_YOUR GOAL_
The data is to be reproduced in full and without error.

_RECORDS FOR THE TASK_
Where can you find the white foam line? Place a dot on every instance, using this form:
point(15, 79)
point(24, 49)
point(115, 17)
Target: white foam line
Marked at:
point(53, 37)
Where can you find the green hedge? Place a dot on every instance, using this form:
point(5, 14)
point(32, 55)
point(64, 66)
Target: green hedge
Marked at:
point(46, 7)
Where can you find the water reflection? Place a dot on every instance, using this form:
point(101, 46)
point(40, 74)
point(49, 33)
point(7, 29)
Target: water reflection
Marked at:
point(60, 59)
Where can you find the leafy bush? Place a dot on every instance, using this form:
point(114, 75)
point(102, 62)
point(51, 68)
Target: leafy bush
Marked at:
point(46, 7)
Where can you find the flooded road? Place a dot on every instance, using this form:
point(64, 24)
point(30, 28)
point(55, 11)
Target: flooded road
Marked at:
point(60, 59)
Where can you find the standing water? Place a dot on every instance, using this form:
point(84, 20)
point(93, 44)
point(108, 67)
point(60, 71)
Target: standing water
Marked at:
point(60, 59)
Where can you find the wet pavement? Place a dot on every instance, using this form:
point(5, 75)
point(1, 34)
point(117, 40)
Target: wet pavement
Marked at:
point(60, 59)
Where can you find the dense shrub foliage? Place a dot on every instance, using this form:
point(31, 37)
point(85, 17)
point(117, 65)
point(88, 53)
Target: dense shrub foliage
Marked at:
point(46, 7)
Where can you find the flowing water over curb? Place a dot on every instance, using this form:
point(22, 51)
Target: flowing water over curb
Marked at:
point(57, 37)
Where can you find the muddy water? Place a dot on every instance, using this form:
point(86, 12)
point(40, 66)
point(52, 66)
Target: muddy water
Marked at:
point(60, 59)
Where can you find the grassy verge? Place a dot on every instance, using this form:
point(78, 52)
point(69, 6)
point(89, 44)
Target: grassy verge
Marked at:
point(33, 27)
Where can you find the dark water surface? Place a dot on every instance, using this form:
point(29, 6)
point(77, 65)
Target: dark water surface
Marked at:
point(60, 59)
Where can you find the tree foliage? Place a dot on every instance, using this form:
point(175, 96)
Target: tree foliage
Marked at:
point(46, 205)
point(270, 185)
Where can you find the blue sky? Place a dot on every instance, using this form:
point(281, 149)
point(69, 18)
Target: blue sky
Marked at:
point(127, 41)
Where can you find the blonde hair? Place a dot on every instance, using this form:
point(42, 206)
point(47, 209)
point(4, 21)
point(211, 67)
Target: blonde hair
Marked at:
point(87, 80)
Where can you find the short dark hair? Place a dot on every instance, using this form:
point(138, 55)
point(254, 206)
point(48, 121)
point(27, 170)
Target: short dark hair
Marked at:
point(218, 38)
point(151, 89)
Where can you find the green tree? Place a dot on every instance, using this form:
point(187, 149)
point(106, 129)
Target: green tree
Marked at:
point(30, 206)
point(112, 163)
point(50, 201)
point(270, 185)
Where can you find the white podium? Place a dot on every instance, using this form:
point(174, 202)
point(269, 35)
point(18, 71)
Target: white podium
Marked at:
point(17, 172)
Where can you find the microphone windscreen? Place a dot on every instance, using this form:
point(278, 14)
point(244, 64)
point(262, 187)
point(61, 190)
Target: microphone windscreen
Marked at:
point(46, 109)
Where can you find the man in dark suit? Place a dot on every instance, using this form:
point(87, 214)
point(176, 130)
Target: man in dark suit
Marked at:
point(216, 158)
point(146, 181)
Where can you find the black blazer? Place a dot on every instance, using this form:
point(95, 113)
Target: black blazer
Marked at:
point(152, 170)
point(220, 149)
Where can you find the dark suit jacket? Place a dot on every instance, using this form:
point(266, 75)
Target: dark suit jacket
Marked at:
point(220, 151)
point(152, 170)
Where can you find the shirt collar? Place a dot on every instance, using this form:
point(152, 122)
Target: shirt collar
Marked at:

_SOLUTION FOR THIS TASK_
Where can you find the white foam line? Place a dot on every instance, using this form:
point(15, 79)
point(24, 49)
point(115, 17)
Target: white foam line
Marked at:
point(53, 37)
Where can you find the green hedge? Place a dot on every instance, using this form:
point(5, 14)
point(32, 55)
point(64, 66)
Target: green hedge
Marked at:
point(46, 7)
Where can you find the water reflection? Place a dot on every instance, using this form:
point(101, 46)
point(40, 74)
point(49, 33)
point(7, 29)
Target: water reflection
Marked at:
point(60, 59)
Where can you find the leafy bush? Place a dot on every instance, using this form:
point(114, 75)
point(102, 62)
point(51, 68)
Target: leafy bush
Marked at:
point(46, 7)
Where can you find the flooded road? Place a dot on every instance, using this form:
point(64, 24)
point(30, 28)
point(55, 11)
Target: flooded road
Marked at:
point(60, 59)
Where can you find the standing water? Place a dot on every instance, using this form:
point(84, 20)
point(93, 44)
point(108, 67)
point(60, 71)
Target: standing water
Marked at:
point(60, 59)
Where can you find the wet pavement? Place a dot on every instance, using this form:
point(5, 75)
point(1, 34)
point(117, 40)
Target: wet pavement
Marked at:
point(60, 59)
Where can you find the dense shrub foliage? Place a dot on every instance, using this form:
point(31, 37)
point(85, 17)
point(117, 65)
point(88, 53)
Target: dense shrub foliage
Marked at:
point(46, 7)
Where can you find the flowing water over curb? Place a dot on every instance, using this form:
point(22, 51)
Target: flowing water over curb
Marked at:
point(57, 37)
Where can you find the muddy water? Place a dot on every instance, using this form:
point(86, 12)
point(40, 66)
point(52, 66)
Target: muddy water
Marked at:
point(60, 59)
Where can you find the grassy verge? Place a dot on every instance, using this form:
point(78, 52)
point(69, 6)
point(89, 44)
Target: grassy verge
Marked at:
point(33, 27)
Where can you find the dark water surface? Place a dot on every instance, using this form:
point(29, 6)
point(77, 65)
Target: dark water surface
Marked at:
point(60, 59)
Where can you find the tree foliage? Place a dot on every instance, using this form:
point(175, 96)
Target: tree foliage
Marked at:
point(46, 205)
point(270, 185)
Where can you find the blue sky? Place a dot on every instance, using this form:
point(281, 149)
point(69, 18)
Target: blue sky
Marked at:
point(127, 41)
Where can you find the blonde hair? Place a dot on every instance, using this form:
point(42, 206)
point(47, 209)
point(4, 21)
point(211, 67)
Target: blonde hair
Marked at:
point(87, 80)
Where can you find the short dark hair? Place a dot on every instance, using this form:
point(138, 55)
point(254, 206)
point(48, 121)
point(27, 170)
Target: short dark hair
Marked at:
point(218, 38)
point(151, 89)
Where can you find the green tree? Place a dot on every instance, using this form:
point(187, 149)
point(106, 129)
Target: green tree
Marked at:
point(30, 206)
point(112, 163)
point(50, 201)
point(270, 185)
Where can you find the white podium? Place a dot on every instance, using this form:
point(174, 202)
point(269, 35)
point(18, 71)
Target: white podium
Marked at:
point(17, 172)
Where can you find the microphone windscreen? Place a dot on every instance, using this form:
point(278, 14)
point(244, 64)
point(262, 187)
point(61, 190)
Target: microphone windscreen
Marked at:
point(46, 109)
Where can you find the man in dark suit? Place a dot on every instance, using this form:
point(87, 214)
point(176, 130)
Target: man in dark suit
Marked at:
point(216, 158)
point(146, 181)
Where can you find the black blazer? Place a dot on every instance, using this form:
point(95, 113)
Target: black blazer
Marked at:
point(152, 170)
point(220, 149)
Where can you find the dark suit jacket? Place a dot on every instance, using this form:
point(266, 75)
Target: dark suit jacket
Marked at:
point(220, 151)
point(152, 170)
Where can you find the shirt collar? Place a dot on every instance, using this form:
point(152, 122)
Target: shirt collar
Marked at:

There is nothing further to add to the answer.